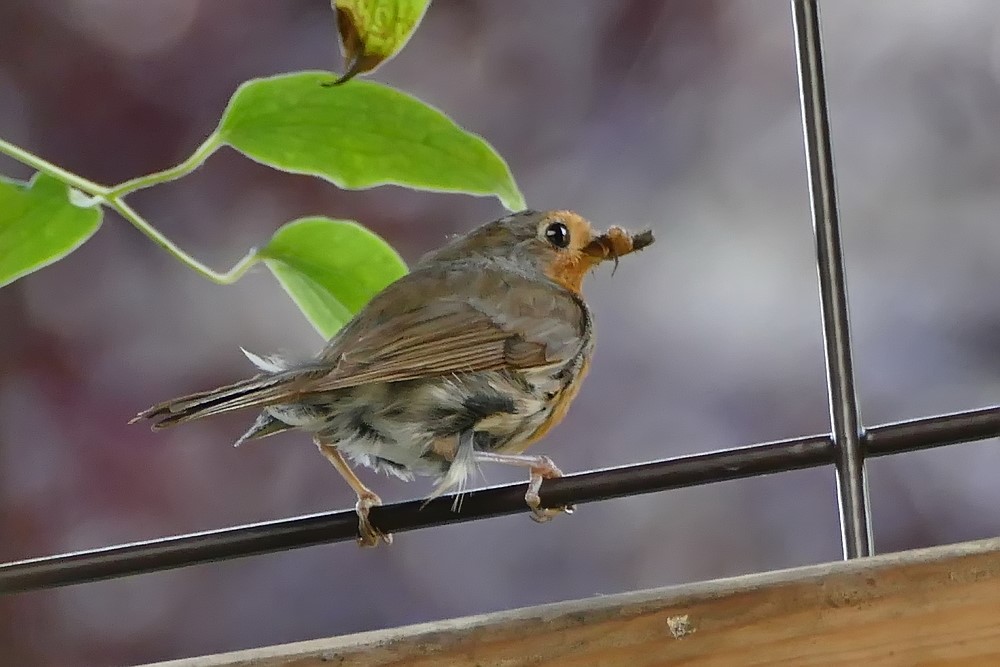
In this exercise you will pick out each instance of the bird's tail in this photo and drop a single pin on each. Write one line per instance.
(260, 390)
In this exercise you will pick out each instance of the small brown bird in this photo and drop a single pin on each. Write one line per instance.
(471, 357)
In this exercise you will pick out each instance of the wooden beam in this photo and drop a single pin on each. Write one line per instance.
(938, 606)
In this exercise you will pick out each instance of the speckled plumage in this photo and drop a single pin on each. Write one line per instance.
(472, 356)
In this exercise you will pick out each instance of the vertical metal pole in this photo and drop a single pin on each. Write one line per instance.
(852, 486)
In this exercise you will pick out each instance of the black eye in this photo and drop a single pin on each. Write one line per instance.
(557, 234)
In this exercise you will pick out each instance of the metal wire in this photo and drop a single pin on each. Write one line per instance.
(852, 486)
(304, 531)
(846, 447)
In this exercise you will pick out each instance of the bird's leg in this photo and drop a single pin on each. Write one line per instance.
(370, 535)
(541, 468)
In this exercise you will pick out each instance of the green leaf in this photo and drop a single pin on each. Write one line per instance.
(360, 135)
(39, 224)
(331, 268)
(373, 31)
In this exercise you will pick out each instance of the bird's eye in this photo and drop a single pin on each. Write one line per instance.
(557, 234)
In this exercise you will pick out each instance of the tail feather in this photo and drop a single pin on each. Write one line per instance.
(256, 391)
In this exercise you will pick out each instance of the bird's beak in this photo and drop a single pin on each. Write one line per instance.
(615, 243)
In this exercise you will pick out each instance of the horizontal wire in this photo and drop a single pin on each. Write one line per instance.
(292, 533)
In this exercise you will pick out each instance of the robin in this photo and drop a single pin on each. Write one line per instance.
(471, 357)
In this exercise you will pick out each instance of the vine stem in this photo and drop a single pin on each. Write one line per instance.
(46, 167)
(113, 197)
(202, 153)
(222, 278)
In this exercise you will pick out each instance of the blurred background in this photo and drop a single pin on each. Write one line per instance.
(678, 115)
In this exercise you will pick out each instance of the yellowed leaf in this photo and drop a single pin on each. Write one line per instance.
(373, 31)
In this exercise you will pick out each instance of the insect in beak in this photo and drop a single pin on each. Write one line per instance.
(615, 243)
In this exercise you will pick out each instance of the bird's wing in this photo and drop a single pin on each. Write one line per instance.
(444, 320)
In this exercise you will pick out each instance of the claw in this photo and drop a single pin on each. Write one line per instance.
(544, 469)
(370, 535)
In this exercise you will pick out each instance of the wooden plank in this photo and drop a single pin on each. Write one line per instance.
(938, 606)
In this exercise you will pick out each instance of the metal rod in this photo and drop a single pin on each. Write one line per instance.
(272, 536)
(852, 486)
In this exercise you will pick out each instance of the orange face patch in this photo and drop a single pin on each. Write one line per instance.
(571, 264)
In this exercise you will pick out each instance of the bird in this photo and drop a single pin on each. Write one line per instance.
(471, 357)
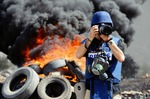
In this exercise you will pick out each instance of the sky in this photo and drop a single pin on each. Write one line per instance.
(139, 48)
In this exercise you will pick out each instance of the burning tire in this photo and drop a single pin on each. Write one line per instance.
(54, 87)
(52, 66)
(21, 84)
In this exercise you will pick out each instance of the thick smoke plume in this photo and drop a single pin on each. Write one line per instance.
(122, 13)
(21, 22)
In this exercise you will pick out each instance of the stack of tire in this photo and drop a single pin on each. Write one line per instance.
(25, 83)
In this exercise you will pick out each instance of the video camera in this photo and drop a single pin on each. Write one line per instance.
(105, 29)
(100, 65)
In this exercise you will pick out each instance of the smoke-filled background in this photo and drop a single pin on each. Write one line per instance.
(23, 21)
(139, 48)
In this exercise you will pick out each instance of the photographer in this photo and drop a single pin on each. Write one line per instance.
(103, 57)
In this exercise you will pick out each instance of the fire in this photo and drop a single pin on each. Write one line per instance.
(62, 48)
(49, 48)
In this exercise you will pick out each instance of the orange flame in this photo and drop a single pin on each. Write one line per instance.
(61, 48)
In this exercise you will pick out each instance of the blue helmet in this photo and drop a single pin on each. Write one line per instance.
(101, 17)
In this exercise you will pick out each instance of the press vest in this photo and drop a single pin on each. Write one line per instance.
(114, 71)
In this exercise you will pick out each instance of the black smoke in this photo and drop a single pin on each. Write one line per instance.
(122, 13)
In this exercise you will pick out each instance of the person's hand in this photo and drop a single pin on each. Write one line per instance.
(93, 32)
(105, 37)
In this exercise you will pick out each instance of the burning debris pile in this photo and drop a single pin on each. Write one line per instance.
(41, 31)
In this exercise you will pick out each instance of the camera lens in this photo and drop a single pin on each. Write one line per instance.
(105, 29)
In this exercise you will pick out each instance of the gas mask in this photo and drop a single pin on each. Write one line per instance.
(105, 29)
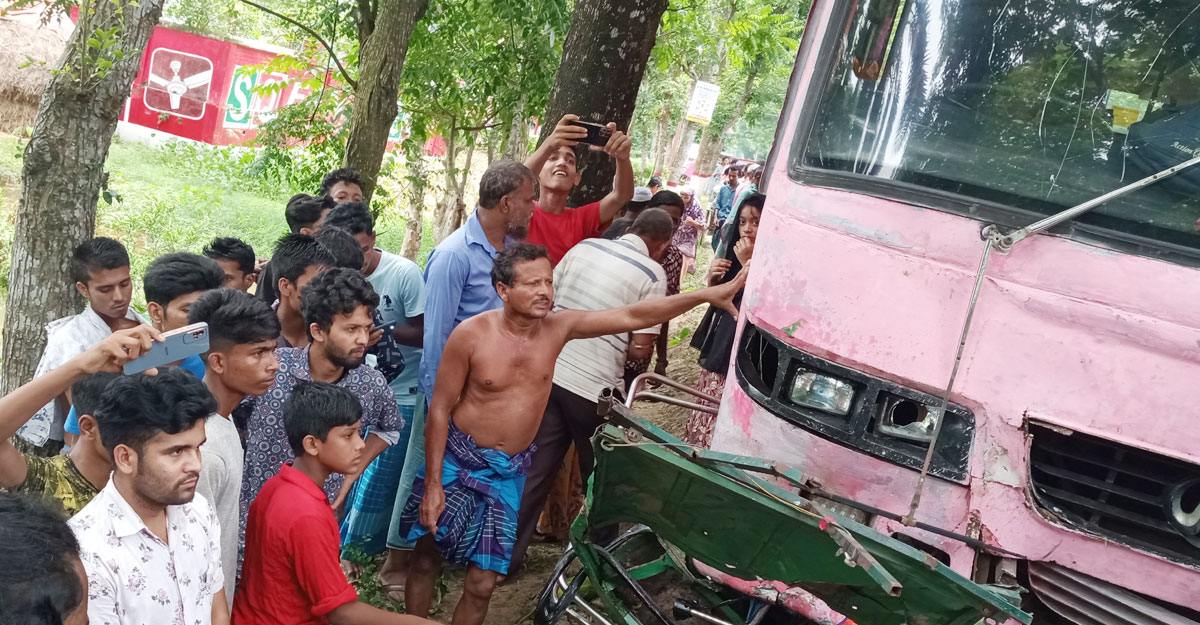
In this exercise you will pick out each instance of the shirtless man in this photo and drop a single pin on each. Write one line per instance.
(496, 374)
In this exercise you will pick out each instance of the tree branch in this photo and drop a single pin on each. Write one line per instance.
(341, 68)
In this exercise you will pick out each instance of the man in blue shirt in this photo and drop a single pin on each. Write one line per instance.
(725, 200)
(457, 287)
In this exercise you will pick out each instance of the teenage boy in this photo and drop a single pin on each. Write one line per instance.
(237, 259)
(173, 282)
(342, 185)
(298, 258)
(337, 306)
(72, 479)
(496, 376)
(151, 547)
(41, 578)
(553, 224)
(305, 215)
(240, 362)
(292, 572)
(401, 290)
(100, 268)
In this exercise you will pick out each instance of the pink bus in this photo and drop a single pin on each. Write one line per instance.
(1071, 443)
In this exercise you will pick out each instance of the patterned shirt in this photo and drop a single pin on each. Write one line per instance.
(598, 275)
(136, 578)
(267, 442)
(65, 338)
(59, 479)
(685, 235)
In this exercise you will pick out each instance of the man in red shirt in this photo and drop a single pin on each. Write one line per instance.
(556, 226)
(292, 571)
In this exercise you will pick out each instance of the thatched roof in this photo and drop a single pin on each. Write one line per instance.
(25, 37)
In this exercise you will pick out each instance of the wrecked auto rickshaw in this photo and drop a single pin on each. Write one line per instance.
(729, 540)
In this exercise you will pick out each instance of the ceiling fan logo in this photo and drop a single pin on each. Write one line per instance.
(178, 83)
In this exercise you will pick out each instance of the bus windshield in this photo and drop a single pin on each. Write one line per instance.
(1038, 104)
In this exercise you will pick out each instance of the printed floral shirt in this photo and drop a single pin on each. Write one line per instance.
(133, 577)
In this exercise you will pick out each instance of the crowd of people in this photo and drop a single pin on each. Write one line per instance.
(348, 401)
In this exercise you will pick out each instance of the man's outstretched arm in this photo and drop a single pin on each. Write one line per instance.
(19, 406)
(646, 313)
(618, 148)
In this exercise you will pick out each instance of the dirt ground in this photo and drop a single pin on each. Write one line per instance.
(513, 604)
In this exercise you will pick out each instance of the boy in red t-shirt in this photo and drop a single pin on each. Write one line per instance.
(553, 224)
(292, 571)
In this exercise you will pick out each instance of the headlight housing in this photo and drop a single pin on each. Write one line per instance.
(822, 392)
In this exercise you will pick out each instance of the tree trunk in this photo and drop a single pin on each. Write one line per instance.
(63, 173)
(713, 138)
(660, 140)
(516, 143)
(598, 79)
(414, 220)
(373, 109)
(660, 133)
(442, 218)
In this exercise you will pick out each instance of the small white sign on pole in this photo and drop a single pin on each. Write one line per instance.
(703, 102)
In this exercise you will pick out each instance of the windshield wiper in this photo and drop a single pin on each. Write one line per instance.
(995, 240)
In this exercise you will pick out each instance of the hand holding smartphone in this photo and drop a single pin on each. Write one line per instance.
(598, 133)
(175, 346)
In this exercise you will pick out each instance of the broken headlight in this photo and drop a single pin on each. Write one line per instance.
(822, 392)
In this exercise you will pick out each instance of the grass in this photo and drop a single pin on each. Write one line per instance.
(178, 200)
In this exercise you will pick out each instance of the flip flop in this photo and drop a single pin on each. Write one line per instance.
(394, 592)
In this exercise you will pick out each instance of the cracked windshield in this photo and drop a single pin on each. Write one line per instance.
(1035, 104)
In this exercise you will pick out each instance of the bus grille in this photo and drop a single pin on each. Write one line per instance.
(1111, 490)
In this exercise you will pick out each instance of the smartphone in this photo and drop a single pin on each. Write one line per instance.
(175, 346)
(598, 133)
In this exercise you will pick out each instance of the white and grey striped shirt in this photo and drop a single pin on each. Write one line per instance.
(598, 275)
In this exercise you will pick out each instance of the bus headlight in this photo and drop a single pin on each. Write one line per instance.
(906, 419)
(822, 392)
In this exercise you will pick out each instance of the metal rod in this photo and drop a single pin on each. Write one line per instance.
(911, 517)
(683, 606)
(1009, 240)
(672, 401)
(635, 392)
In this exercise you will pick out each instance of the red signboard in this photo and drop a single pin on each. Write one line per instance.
(205, 89)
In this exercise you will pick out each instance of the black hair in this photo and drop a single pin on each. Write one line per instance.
(136, 408)
(501, 179)
(85, 392)
(179, 274)
(353, 217)
(97, 254)
(39, 582)
(294, 253)
(340, 175)
(304, 210)
(315, 408)
(234, 318)
(335, 292)
(666, 198)
(341, 245)
(504, 268)
(232, 248)
(654, 224)
(756, 200)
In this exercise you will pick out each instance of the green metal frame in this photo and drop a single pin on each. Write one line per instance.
(715, 510)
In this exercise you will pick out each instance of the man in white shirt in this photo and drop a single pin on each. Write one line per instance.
(243, 330)
(595, 275)
(101, 271)
(151, 547)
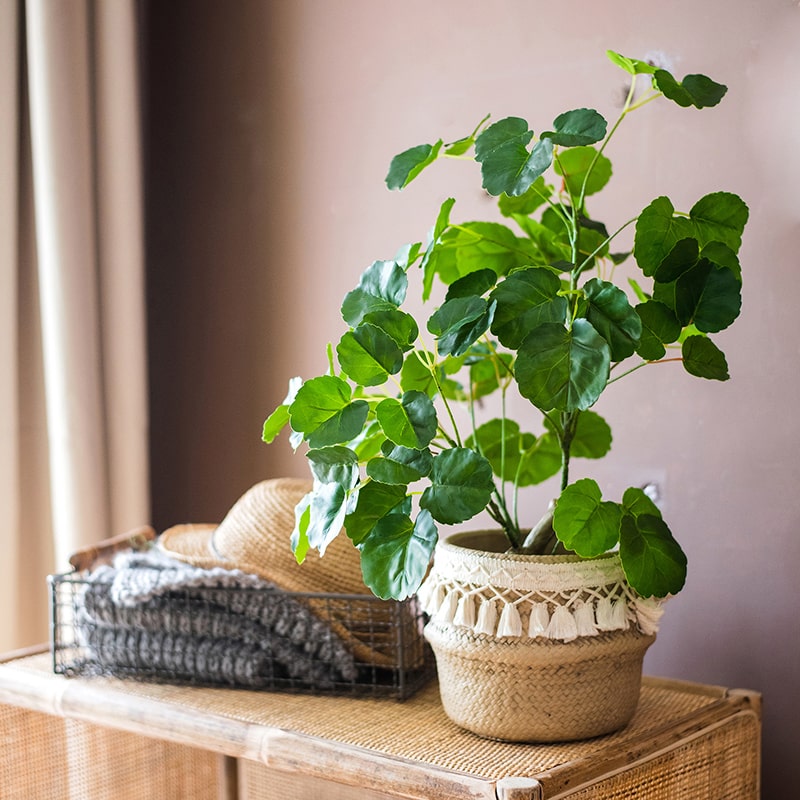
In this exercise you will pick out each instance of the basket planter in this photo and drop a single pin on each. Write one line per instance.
(535, 648)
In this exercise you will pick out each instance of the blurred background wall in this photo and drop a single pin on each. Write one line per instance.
(269, 129)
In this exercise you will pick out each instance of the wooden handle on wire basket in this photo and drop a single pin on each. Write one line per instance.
(136, 539)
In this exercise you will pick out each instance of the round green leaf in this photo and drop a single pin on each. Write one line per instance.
(562, 369)
(702, 358)
(653, 561)
(584, 522)
(573, 164)
(396, 554)
(459, 323)
(410, 421)
(375, 501)
(407, 165)
(369, 355)
(581, 126)
(323, 412)
(613, 317)
(461, 485)
(525, 299)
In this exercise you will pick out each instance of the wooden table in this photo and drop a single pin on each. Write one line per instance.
(91, 738)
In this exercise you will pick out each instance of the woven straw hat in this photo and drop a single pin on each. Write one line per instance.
(254, 537)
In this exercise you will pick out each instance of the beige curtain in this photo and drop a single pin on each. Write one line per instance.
(73, 402)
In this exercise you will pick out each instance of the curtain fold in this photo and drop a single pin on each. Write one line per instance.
(73, 393)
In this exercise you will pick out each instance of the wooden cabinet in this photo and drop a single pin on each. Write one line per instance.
(92, 738)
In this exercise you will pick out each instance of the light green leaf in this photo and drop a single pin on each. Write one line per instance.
(584, 522)
(459, 323)
(573, 164)
(395, 556)
(613, 317)
(582, 126)
(562, 369)
(660, 326)
(694, 90)
(461, 485)
(702, 358)
(407, 165)
(526, 299)
(369, 355)
(375, 500)
(324, 413)
(410, 421)
(653, 561)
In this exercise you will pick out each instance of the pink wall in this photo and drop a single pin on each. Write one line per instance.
(328, 92)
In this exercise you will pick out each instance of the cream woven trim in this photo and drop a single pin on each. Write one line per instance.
(507, 597)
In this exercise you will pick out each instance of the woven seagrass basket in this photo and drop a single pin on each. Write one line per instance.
(535, 648)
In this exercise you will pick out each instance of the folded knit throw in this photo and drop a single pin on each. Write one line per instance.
(153, 615)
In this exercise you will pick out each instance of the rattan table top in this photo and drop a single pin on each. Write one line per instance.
(276, 727)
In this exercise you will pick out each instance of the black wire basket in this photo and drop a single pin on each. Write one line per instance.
(241, 637)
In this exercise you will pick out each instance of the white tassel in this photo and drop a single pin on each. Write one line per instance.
(648, 614)
(619, 614)
(604, 614)
(584, 619)
(510, 623)
(465, 612)
(540, 619)
(562, 625)
(487, 618)
(447, 609)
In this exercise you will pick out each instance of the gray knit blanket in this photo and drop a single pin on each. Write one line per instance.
(151, 615)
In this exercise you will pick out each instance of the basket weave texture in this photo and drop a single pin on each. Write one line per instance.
(532, 648)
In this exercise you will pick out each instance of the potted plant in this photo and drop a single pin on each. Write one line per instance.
(408, 429)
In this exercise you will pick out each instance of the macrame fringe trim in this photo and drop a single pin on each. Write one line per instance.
(563, 620)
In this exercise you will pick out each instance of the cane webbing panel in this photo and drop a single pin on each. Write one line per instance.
(418, 732)
(47, 758)
(719, 764)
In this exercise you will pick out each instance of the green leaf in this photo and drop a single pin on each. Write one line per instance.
(402, 327)
(573, 164)
(410, 421)
(407, 165)
(506, 164)
(631, 65)
(526, 299)
(396, 554)
(334, 464)
(475, 283)
(694, 90)
(702, 358)
(660, 326)
(369, 355)
(592, 438)
(474, 246)
(375, 500)
(461, 485)
(541, 459)
(653, 561)
(382, 287)
(582, 126)
(720, 217)
(526, 203)
(400, 465)
(324, 413)
(584, 522)
(486, 374)
(613, 317)
(562, 369)
(459, 323)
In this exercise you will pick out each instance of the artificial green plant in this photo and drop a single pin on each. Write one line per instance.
(529, 305)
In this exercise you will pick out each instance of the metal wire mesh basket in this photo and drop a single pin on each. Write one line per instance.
(241, 637)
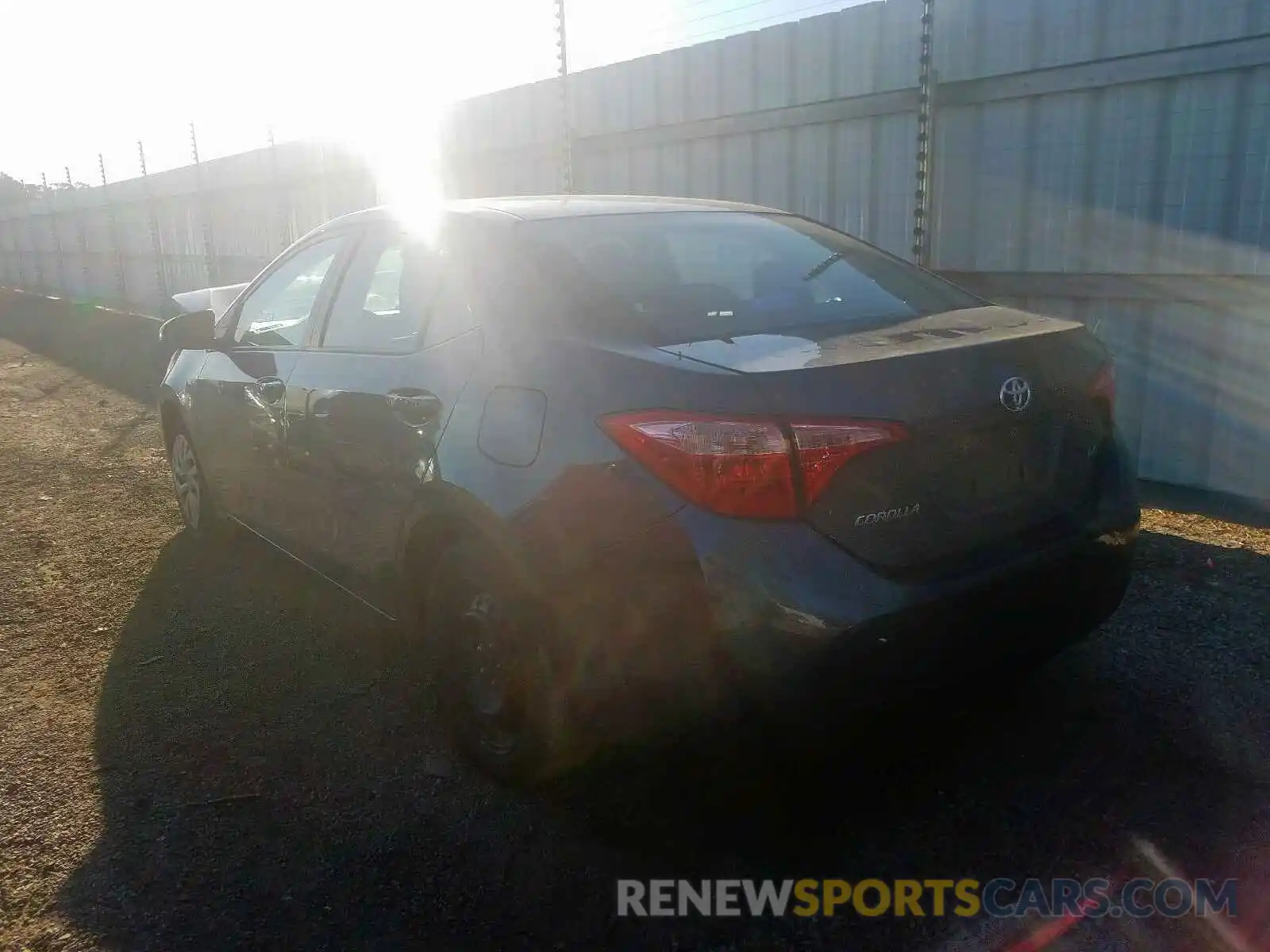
::::::
* [YOUR GOAL] Identify every line in the material above that contains the word "windshield". Copy each of those lines in full.

* [COMPLETED TASK]
In this exercise you will pick out each instance of the bus windshield in this photo and drop a single pin on each. Write one line per instance.
In this exercise you will pick out each instance of the windshield wiper in this photo and drop a single pin on each. Write one line per instance.
In this exercise you will pick out each instance of the cracked windshield in this photo and drop a single pin on each. Write one line per instance.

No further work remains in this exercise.